THE REQUEST:
Take the lines of the entries beginning at the one that contains "[seg] wooden cocktail skewer" and running through the end of the entries, and recast each non-blank line as a row of a Markdown table with the columns Row and Text, numbering the rows in order. Leave the pictures out of the table.
————
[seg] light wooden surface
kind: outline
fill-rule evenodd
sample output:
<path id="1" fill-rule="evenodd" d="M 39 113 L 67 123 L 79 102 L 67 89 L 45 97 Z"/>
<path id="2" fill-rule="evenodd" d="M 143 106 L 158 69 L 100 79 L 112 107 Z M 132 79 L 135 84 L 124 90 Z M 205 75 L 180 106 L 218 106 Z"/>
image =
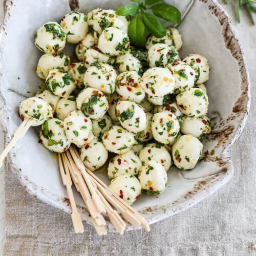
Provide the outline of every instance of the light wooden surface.
<path id="1" fill-rule="evenodd" d="M 0 0 L 0 3 L 2 3 L 3 1 L 3 0 Z M 233 2 L 234 3 L 235 1 L 233 0 L 229 0 L 229 2 L 230 2 L 230 4 L 226 6 L 223 4 L 222 1 L 220 1 L 224 9 L 228 12 L 231 17 L 231 19 L 233 23 L 233 27 L 238 37 L 240 39 L 242 48 L 244 50 L 250 75 L 250 80 L 252 83 L 252 96 L 253 96 L 253 95 L 256 95 L 256 93 L 254 92 L 255 89 L 253 88 L 254 83 L 256 80 L 256 63 L 255 61 L 256 58 L 256 26 L 253 27 L 251 25 L 250 22 L 244 12 L 242 12 L 242 14 L 241 15 L 241 23 L 240 24 L 238 24 L 234 18 L 234 9 L 233 6 L 232 6 L 232 5 L 234 4 Z M 1 9 L 0 10 L 0 17 L 1 16 L 1 14 L 3 13 L 2 5 L 1 5 L 0 6 Z M 254 14 L 254 16 L 256 19 L 256 14 Z M 223 86 L 224 86 L 225 85 L 223 85 Z M 228 202 L 229 204 L 232 204 L 232 205 L 233 205 L 234 206 L 233 212 L 228 212 L 228 222 L 224 223 L 224 219 L 220 219 L 219 220 L 219 223 L 222 224 L 222 222 L 223 222 L 222 224 L 225 226 L 224 227 L 222 227 L 223 230 L 224 230 L 224 232 L 225 232 L 225 230 L 230 230 L 230 229 L 228 229 L 228 225 L 232 226 L 232 230 L 238 230 L 237 235 L 234 237 L 234 236 L 231 235 L 231 233 L 226 233 L 226 234 L 221 234 L 221 236 L 224 236 L 223 237 L 225 238 L 224 240 L 223 241 L 224 243 L 224 244 L 223 244 L 223 246 L 227 243 L 231 243 L 231 241 L 230 241 L 230 239 L 232 239 L 232 238 L 236 237 L 236 239 L 237 241 L 232 244 L 234 244 L 234 245 L 236 245 L 237 246 L 238 246 L 237 247 L 238 248 L 240 248 L 241 244 L 239 244 L 240 238 L 243 236 L 243 237 L 246 237 L 247 233 L 250 233 L 250 231 L 249 230 L 244 230 L 244 228 L 242 230 L 241 230 L 241 228 L 245 226 L 245 225 L 244 225 L 245 224 L 245 220 L 251 220 L 251 224 L 253 225 L 253 220 L 255 219 L 255 206 L 253 206 L 253 205 L 255 205 L 255 202 L 250 201 L 253 198 L 255 198 L 255 188 L 253 189 L 252 186 L 251 185 L 251 189 L 249 189 L 249 188 L 248 187 L 250 185 L 248 181 L 249 180 L 248 179 L 255 179 L 255 165 L 253 165 L 252 163 L 253 162 L 255 163 L 256 162 L 255 160 L 253 161 L 252 160 L 255 158 L 255 156 L 253 156 L 252 154 L 256 153 L 255 150 L 254 150 L 255 144 L 253 144 L 253 143 L 255 142 L 255 139 L 253 139 L 253 138 L 255 137 L 255 133 L 256 131 L 256 122 L 255 121 L 255 116 L 254 116 L 254 117 L 253 116 L 253 114 L 255 113 L 253 109 L 254 107 L 256 106 L 255 103 L 256 102 L 255 99 L 252 98 L 252 109 L 249 116 L 248 122 L 247 123 L 245 131 L 244 131 L 241 137 L 239 140 L 239 141 L 233 146 L 231 150 L 232 160 L 233 161 L 235 166 L 236 166 L 236 173 L 234 177 L 233 180 L 230 181 L 229 184 L 227 185 L 227 187 L 223 188 L 218 194 L 218 195 L 221 194 L 223 196 L 221 199 L 222 202 L 222 204 L 224 203 L 224 202 Z M 2 103 L 0 102 L 0 107 L 2 106 L 1 104 L 2 104 Z M 2 130 L 0 130 L 0 150 L 2 152 L 3 151 L 3 133 L 1 132 Z M 249 177 L 249 176 L 250 176 L 250 178 Z M 237 188 L 237 190 L 234 189 L 235 187 Z M 228 193 L 229 190 L 231 188 L 232 189 L 232 193 Z M 225 195 L 223 195 L 223 193 L 222 193 L 222 191 L 224 191 L 224 189 L 225 189 L 225 191 L 227 192 L 226 194 L 224 194 Z M 241 194 L 240 195 L 240 194 L 239 194 L 239 194 L 238 194 L 238 191 L 241 191 Z M 3 169 L 2 169 L 0 172 L 0 249 L 1 254 L 2 254 L 2 251 L 3 250 L 5 230 L 4 196 L 4 177 L 3 171 Z M 228 200 L 227 200 L 226 198 L 225 198 L 226 196 L 229 197 Z M 238 209 L 237 208 L 237 205 L 236 205 L 236 203 L 237 201 L 240 199 L 240 199 L 242 198 L 243 200 L 243 203 L 240 203 L 241 205 L 242 205 L 242 206 L 243 207 L 241 207 L 239 208 L 239 209 Z M 251 199 L 250 199 L 250 198 Z M 207 208 L 207 206 L 210 206 L 209 205 L 211 203 L 211 202 L 212 202 L 212 204 L 215 204 L 215 205 L 216 205 L 219 203 L 219 201 L 216 199 L 216 198 L 214 196 L 211 197 L 207 200 L 207 201 L 208 202 L 202 202 L 200 205 L 198 206 L 198 209 L 200 208 L 199 207 L 200 207 L 200 205 L 202 206 L 202 204 L 203 204 L 203 205 L 206 207 L 204 208 L 205 211 L 203 211 L 202 212 L 202 215 L 204 215 L 205 216 L 205 218 L 209 217 L 210 218 L 211 217 L 218 218 L 218 216 L 213 215 L 211 216 L 211 214 L 210 212 L 208 212 L 206 210 L 206 208 Z M 248 207 L 249 205 L 251 205 L 250 207 Z M 240 206 L 241 206 L 241 205 L 240 205 Z M 227 205 L 227 208 L 228 208 L 228 207 L 229 206 Z M 197 206 L 194 207 L 194 208 L 197 207 Z M 248 212 L 244 212 L 244 210 L 242 210 L 243 207 L 244 207 L 244 208 L 246 208 L 247 209 L 251 209 L 251 210 L 248 210 Z M 190 210 L 190 211 L 193 210 L 193 209 L 191 209 Z M 222 214 L 225 214 L 224 210 L 223 210 Z M 185 214 L 184 214 L 183 215 Z M 227 212 L 226 214 L 228 214 L 228 213 Z M 250 217 L 248 218 L 248 216 L 249 215 Z M 179 219 L 178 217 L 174 217 L 173 218 L 174 220 L 176 219 L 178 219 L 179 220 L 180 225 L 182 225 L 183 224 L 182 220 Z M 214 219 L 212 219 L 212 221 L 214 221 Z M 218 219 L 217 219 L 218 220 Z M 188 221 L 188 220 L 187 220 L 187 221 Z M 222 222 L 221 223 L 221 222 Z M 165 223 L 165 222 L 164 221 L 161 222 L 162 225 L 164 224 Z M 183 224 L 185 225 L 185 223 Z M 221 225 L 221 224 L 220 225 Z M 161 224 L 161 223 L 160 223 L 160 224 Z M 154 235 L 155 231 L 157 233 L 157 230 L 159 231 L 159 230 L 158 229 L 158 226 L 157 225 L 153 226 L 153 228 L 156 230 L 155 231 L 153 230 L 152 231 L 153 233 L 151 234 L 152 236 Z M 174 228 L 174 230 L 175 230 L 175 228 L 177 228 L 177 227 L 174 226 L 173 226 L 173 228 Z M 190 227 L 189 228 L 190 229 L 189 229 L 188 230 L 189 232 L 192 232 L 192 228 Z M 205 228 L 206 228 L 206 227 Z M 165 233 L 164 232 L 165 231 L 164 230 L 161 229 L 161 230 L 162 230 L 162 232 Z M 209 232 L 208 233 L 209 233 L 210 232 Z M 211 241 L 210 240 L 210 237 L 208 233 L 208 234 L 204 234 L 204 238 L 202 238 L 202 239 L 204 238 L 204 241 L 207 240 L 208 239 L 209 239 L 209 241 Z M 135 235 L 135 233 L 134 233 L 134 234 Z M 165 234 L 167 236 L 166 234 Z M 221 234 L 220 234 L 220 236 L 221 236 Z M 238 238 L 238 240 L 237 239 L 237 238 Z M 91 238 L 90 239 L 91 239 Z M 218 240 L 218 238 L 215 237 L 214 239 Z M 255 240 L 255 237 L 252 237 L 250 241 L 252 241 L 251 244 L 250 244 L 251 245 L 250 246 L 251 246 L 250 248 L 251 248 L 251 249 L 253 250 L 254 252 L 256 252 L 256 251 L 255 250 L 255 249 L 256 248 L 256 240 Z M 103 243 L 103 241 L 102 242 Z M 246 241 L 246 242 L 247 242 L 247 241 Z M 244 244 L 242 242 L 241 243 L 242 244 Z M 215 246 L 214 244 L 210 244 L 211 245 L 211 246 L 214 247 Z M 196 246 L 196 245 L 197 245 L 191 244 L 191 246 L 193 247 L 193 246 Z M 57 246 L 58 244 L 56 244 L 56 246 Z M 102 246 L 100 245 L 99 248 L 101 248 L 102 247 Z M 187 247 L 187 249 L 188 250 L 187 251 L 188 252 L 189 248 Z M 217 250 L 217 249 L 216 249 L 216 250 Z M 99 251 L 100 249 L 99 249 Z M 227 255 L 230 255 L 229 254 L 228 252 L 226 252 L 227 253 Z M 252 253 L 253 253 L 253 252 L 252 252 Z M 218 255 L 221 255 L 221 254 L 218 254 Z M 250 255 L 253 255 L 253 254 Z"/>

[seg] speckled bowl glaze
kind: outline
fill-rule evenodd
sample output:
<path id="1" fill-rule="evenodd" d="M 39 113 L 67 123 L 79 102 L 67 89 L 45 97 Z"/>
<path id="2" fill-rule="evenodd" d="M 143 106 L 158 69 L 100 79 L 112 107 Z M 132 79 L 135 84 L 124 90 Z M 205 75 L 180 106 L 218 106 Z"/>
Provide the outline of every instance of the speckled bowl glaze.
<path id="1" fill-rule="evenodd" d="M 164 193 L 158 197 L 144 195 L 134 204 L 150 224 L 187 209 L 231 178 L 233 167 L 228 150 L 242 132 L 250 104 L 244 56 L 229 19 L 217 1 L 166 2 L 182 11 L 183 21 L 179 27 L 184 42 L 181 56 L 199 53 L 209 61 L 210 79 L 206 85 L 213 129 L 204 141 L 205 157 L 194 169 L 181 171 L 172 167 Z M 0 92 L 5 103 L 1 118 L 6 142 L 21 123 L 17 111 L 19 101 L 33 95 L 42 83 L 35 70 L 41 55 L 33 44 L 35 30 L 46 22 L 59 20 L 70 7 L 87 12 L 98 7 L 116 9 L 125 2 L 129 1 L 7 1 L 0 34 Z M 66 51 L 73 50 L 69 47 Z M 38 129 L 31 129 L 9 155 L 11 169 L 31 195 L 70 212 L 57 158 L 38 144 Z M 109 183 L 103 170 L 97 172 L 97 175 Z M 75 193 L 82 218 L 90 223 L 86 207 Z M 109 222 L 108 225 L 111 228 Z"/>

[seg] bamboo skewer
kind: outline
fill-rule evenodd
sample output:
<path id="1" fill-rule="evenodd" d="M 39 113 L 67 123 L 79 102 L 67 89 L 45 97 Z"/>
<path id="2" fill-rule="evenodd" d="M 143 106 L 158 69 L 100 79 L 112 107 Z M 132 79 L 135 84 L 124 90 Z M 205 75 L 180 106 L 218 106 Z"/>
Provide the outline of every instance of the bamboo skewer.
<path id="1" fill-rule="evenodd" d="M 60 171 L 60 175 L 61 176 L 63 184 L 67 187 L 68 195 L 70 201 L 70 205 L 72 211 L 72 213 L 71 214 L 71 218 L 75 232 L 83 233 L 84 231 L 83 226 L 81 219 L 81 216 L 77 211 L 75 198 L 73 194 L 72 188 L 72 182 L 71 181 L 71 178 L 70 178 L 70 174 L 69 168 L 68 167 L 67 163 L 65 161 L 63 161 L 62 163 L 62 161 L 61 160 L 61 158 L 59 154 L 58 155 L 58 158 L 59 164 L 59 169 Z"/>
<path id="2" fill-rule="evenodd" d="M 31 126 L 33 120 L 31 118 L 25 118 L 22 124 L 18 126 L 16 131 L 7 146 L 5 148 L 3 153 L 0 155 L 0 167 L 1 167 L 4 163 L 4 160 L 8 155 L 12 147 L 15 144 L 16 142 L 22 138 L 29 127 Z"/>

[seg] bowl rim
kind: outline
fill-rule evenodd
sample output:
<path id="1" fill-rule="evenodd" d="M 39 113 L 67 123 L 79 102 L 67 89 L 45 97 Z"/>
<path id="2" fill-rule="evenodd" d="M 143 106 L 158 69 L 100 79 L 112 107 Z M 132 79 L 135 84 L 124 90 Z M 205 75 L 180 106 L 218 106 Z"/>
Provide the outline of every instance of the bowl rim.
<path id="1" fill-rule="evenodd" d="M 243 66 L 244 67 L 244 78 L 246 79 L 245 82 L 244 82 L 246 86 L 246 94 L 245 96 L 247 97 L 247 101 L 246 102 L 246 106 L 245 106 L 245 111 L 242 113 L 242 114 L 240 116 L 240 119 L 239 121 L 239 125 L 237 129 L 237 131 L 235 131 L 234 134 L 232 138 L 230 139 L 230 140 L 228 142 L 228 144 L 226 145 L 226 147 L 224 149 L 224 151 L 222 153 L 221 155 L 221 157 L 223 160 L 224 160 L 226 162 L 226 172 L 225 174 L 222 177 L 221 180 L 219 181 L 220 182 L 214 182 L 211 183 L 210 185 L 209 185 L 207 187 L 206 187 L 205 189 L 202 190 L 199 193 L 197 193 L 196 194 L 195 194 L 193 197 L 191 198 L 185 200 L 184 202 L 179 203 L 179 205 L 177 206 L 176 206 L 174 208 L 174 210 L 168 211 L 166 210 L 166 211 L 163 211 L 162 212 L 158 212 L 157 215 L 157 216 L 154 216 L 153 218 L 151 218 L 148 219 L 148 221 L 149 224 L 151 224 L 154 223 L 156 222 L 158 222 L 160 220 L 163 220 L 168 217 L 170 217 L 171 216 L 174 215 L 175 214 L 177 214 L 179 212 L 181 212 L 185 209 L 188 209 L 188 208 L 191 207 L 192 206 L 196 204 L 199 203 L 202 200 L 204 199 L 210 195 L 213 194 L 219 188 L 220 188 L 222 186 L 224 185 L 226 183 L 227 183 L 232 178 L 233 174 L 233 167 L 232 164 L 232 163 L 230 160 L 230 158 L 228 156 L 228 151 L 230 148 L 230 146 L 237 141 L 239 137 L 240 136 L 244 127 L 245 125 L 245 123 L 246 122 L 249 109 L 250 105 L 250 80 L 249 74 L 248 71 L 248 69 L 247 67 L 247 65 L 245 60 L 244 55 L 243 52 L 241 49 L 241 45 L 239 43 L 239 41 L 238 38 L 236 37 L 235 33 L 232 28 L 232 26 L 231 24 L 231 22 L 230 18 L 228 16 L 228 14 L 226 12 L 226 11 L 223 9 L 221 7 L 221 5 L 216 1 L 216 0 L 199 0 L 200 2 L 206 4 L 208 5 L 208 9 L 211 10 L 212 15 L 214 16 L 217 16 L 217 14 L 212 11 L 213 7 L 217 8 L 218 10 L 218 13 L 221 13 L 222 16 L 226 19 L 226 24 L 222 24 L 220 20 L 219 20 L 220 23 L 221 24 L 221 26 L 223 29 L 224 29 L 224 26 L 226 28 L 228 28 L 229 30 L 229 32 L 232 35 L 233 38 L 234 38 L 237 42 L 237 47 L 239 49 L 239 54 L 242 60 L 242 63 L 240 63 L 239 66 Z M 183 13 L 183 17 L 184 17 L 187 12 L 189 11 L 190 8 L 193 6 L 193 4 L 194 3 L 194 0 L 191 0 L 188 4 L 187 5 L 186 8 L 185 9 L 185 11 Z M 12 12 L 13 8 L 14 7 L 15 5 L 13 4 L 13 1 L 12 0 L 7 0 L 6 3 L 5 9 L 4 9 L 4 18 L 3 22 L 2 24 L 0 27 L 0 44 L 1 45 L 1 51 L 2 51 L 3 49 L 3 41 L 5 37 L 5 35 L 7 35 L 7 31 L 8 30 L 7 25 L 8 23 L 8 21 L 10 20 L 11 17 L 11 14 Z M 0 61 L 2 62 L 2 59 L 0 59 Z M 241 72 L 240 72 L 241 73 Z M 2 79 L 3 76 L 1 76 L 1 78 L 0 78 L 1 80 Z M 3 99 L 4 106 L 2 109 L 2 111 L 3 112 L 5 112 L 6 114 L 8 113 L 9 110 L 6 108 L 6 101 L 4 97 L 2 95 L 2 93 L 1 92 L 0 89 L 0 96 Z M 1 120 L 1 122 L 2 124 L 4 136 L 4 145 L 6 146 L 7 144 L 7 141 L 8 141 L 10 138 L 10 135 L 8 132 L 7 126 L 9 123 L 8 120 L 6 120 L 5 119 L 2 117 L 2 116 L 4 116 L 4 115 L 1 115 L 0 119 Z M 50 204 L 51 206 L 53 206 L 55 207 L 60 209 L 64 211 L 66 211 L 68 213 L 71 213 L 71 209 L 69 205 L 69 204 L 65 203 L 65 199 L 61 198 L 57 198 L 56 197 L 54 198 L 54 195 L 52 195 L 52 196 L 49 196 L 49 194 L 46 193 L 44 190 L 41 190 L 37 187 L 36 188 L 37 185 L 33 183 L 32 182 L 28 183 L 28 177 L 25 176 L 22 173 L 22 172 L 20 172 L 20 169 L 18 166 L 17 166 L 15 163 L 15 161 L 13 159 L 8 155 L 8 162 L 9 162 L 9 164 L 10 165 L 10 168 L 12 170 L 12 172 L 14 173 L 18 178 L 19 181 L 22 185 L 25 187 L 25 189 L 28 191 L 28 192 L 31 195 L 35 196 L 36 198 L 38 199 Z M 8 167 L 7 161 L 5 161 L 5 169 L 7 169 Z M 83 217 L 83 220 L 86 220 L 87 222 L 91 223 L 90 219 L 88 218 L 86 218 L 86 217 Z M 127 230 L 132 230 L 134 228 L 131 226 L 129 226 Z"/>

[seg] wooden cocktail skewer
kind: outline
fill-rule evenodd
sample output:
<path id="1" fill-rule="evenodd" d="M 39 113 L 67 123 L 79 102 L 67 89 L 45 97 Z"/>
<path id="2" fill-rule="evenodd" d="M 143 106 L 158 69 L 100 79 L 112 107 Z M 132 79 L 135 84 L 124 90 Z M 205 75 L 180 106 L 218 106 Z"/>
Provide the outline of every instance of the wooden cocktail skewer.
<path id="1" fill-rule="evenodd" d="M 59 170 L 60 175 L 62 180 L 63 184 L 67 187 L 68 195 L 70 201 L 70 205 L 72 213 L 71 214 L 71 218 L 72 220 L 73 225 L 75 233 L 83 233 L 83 226 L 82 225 L 81 216 L 77 211 L 76 207 L 75 198 L 72 191 L 72 182 L 70 178 L 70 174 L 69 168 L 67 165 L 66 161 L 61 160 L 60 155 L 58 154 L 58 158 L 59 161 Z"/>
<path id="2" fill-rule="evenodd" d="M 5 150 L 4 150 L 1 155 L 0 155 L 0 167 L 3 165 L 4 159 L 12 149 L 12 147 L 19 139 L 24 136 L 29 127 L 31 126 L 33 122 L 33 120 L 32 118 L 25 118 L 18 127 L 12 139 L 7 145 L 7 146 L 5 148 Z"/>

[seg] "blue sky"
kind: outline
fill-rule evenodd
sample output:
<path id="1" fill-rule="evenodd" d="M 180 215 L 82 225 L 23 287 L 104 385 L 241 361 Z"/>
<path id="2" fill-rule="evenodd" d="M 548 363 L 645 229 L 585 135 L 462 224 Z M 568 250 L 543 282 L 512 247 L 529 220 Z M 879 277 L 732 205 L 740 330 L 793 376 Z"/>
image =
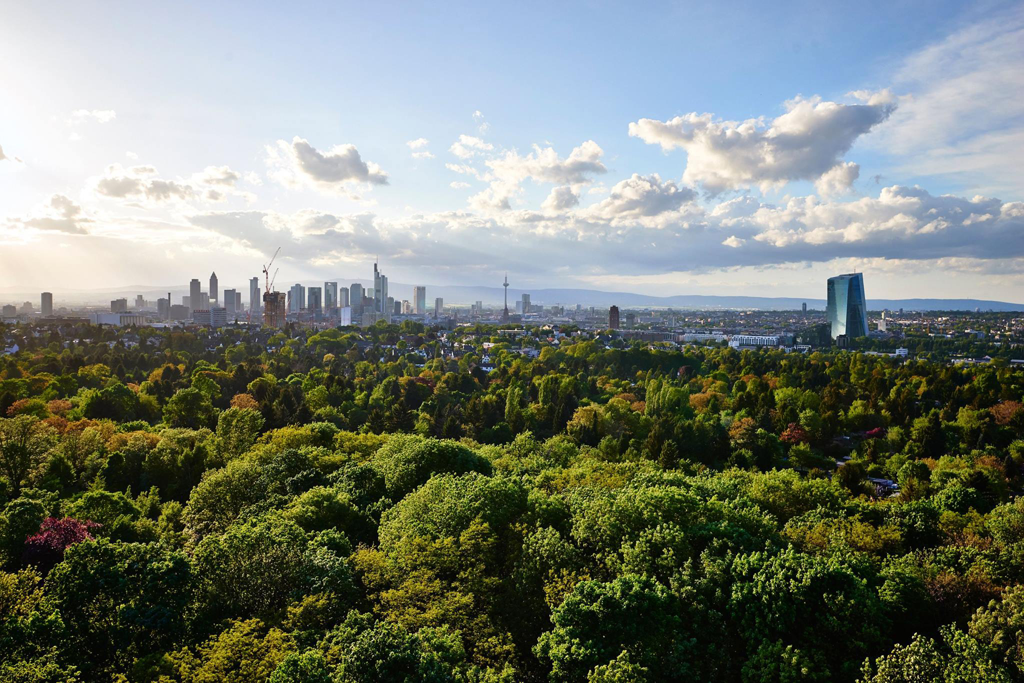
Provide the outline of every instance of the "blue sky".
————
SOLUTION:
| Row | Text |
|---|---|
| 1 | [seg] wooden cocktail skewer |
| 2 | kind: outline |
| 3 | fill-rule evenodd |
| 4 | sample output: |
| 5 | <path id="1" fill-rule="evenodd" d="M 39 113 L 67 123 L 79 102 L 67 89 L 45 97 Z"/> |
| 6 | <path id="2" fill-rule="evenodd" d="M 143 106 L 158 69 L 100 79 L 112 107 Z M 132 79 L 135 84 L 124 90 Z M 205 75 L 180 106 L 218 106 Z"/> |
| 7 | Provide the outline of every instance of the wooden cocktail skewer. |
| 8 | <path id="1" fill-rule="evenodd" d="M 59 170 L 60 175 L 62 180 L 63 184 L 67 187 L 68 195 L 70 201 L 70 205 L 72 213 L 71 214 L 71 218 L 72 220 L 73 225 L 75 233 L 83 233 L 83 226 L 82 225 L 81 216 L 77 211 L 76 207 L 75 198 L 72 191 L 72 182 L 70 178 L 70 174 L 69 168 L 67 165 L 66 161 L 61 160 L 60 155 L 58 154 L 58 158 L 59 161 Z"/> |
| 9 | <path id="2" fill-rule="evenodd" d="M 5 150 L 4 150 L 1 155 L 0 155 L 0 167 L 3 165 L 4 159 L 12 149 L 12 147 L 19 139 L 24 136 L 29 127 L 31 126 L 33 122 L 33 120 L 32 118 L 25 118 L 18 127 L 12 139 L 7 145 L 7 146 L 5 148 Z"/> |
| 10 | [seg] "blue sky" |
| 11 | kind: outline |
| 12 | fill-rule evenodd |
| 13 | sample output: |
| 14 | <path id="1" fill-rule="evenodd" d="M 180 215 L 82 225 L 23 287 L 104 385 L 241 361 Z"/> |
| 15 | <path id="2" fill-rule="evenodd" d="M 548 363 L 645 229 L 585 135 L 462 224 Z M 568 250 L 543 282 L 512 247 L 529 220 Z M 879 277 L 732 205 L 740 330 L 793 376 Z"/> |
| 16 | image = |
| 17 | Provide the outline of every instance of the "blue sky". |